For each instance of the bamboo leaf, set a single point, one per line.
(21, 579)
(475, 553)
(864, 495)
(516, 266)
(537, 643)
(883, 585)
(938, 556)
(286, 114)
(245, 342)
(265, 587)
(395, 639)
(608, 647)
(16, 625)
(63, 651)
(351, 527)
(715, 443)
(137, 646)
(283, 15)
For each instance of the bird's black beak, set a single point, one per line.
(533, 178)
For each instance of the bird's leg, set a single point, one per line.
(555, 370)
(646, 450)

═══

Copy every one of the lines above word for word, keeping them in their original order.

For each instance of the bamboo leaf, set a single point, one per line.
(21, 579)
(475, 553)
(864, 495)
(516, 266)
(537, 643)
(883, 585)
(938, 556)
(286, 114)
(245, 342)
(265, 587)
(395, 639)
(608, 647)
(16, 625)
(63, 651)
(351, 527)
(715, 443)
(137, 646)
(283, 15)
For each instance of the bird's black beak, set a single point, one per line.
(533, 178)
For each instance of the bird's leg, set a single point, one per line.
(555, 370)
(646, 450)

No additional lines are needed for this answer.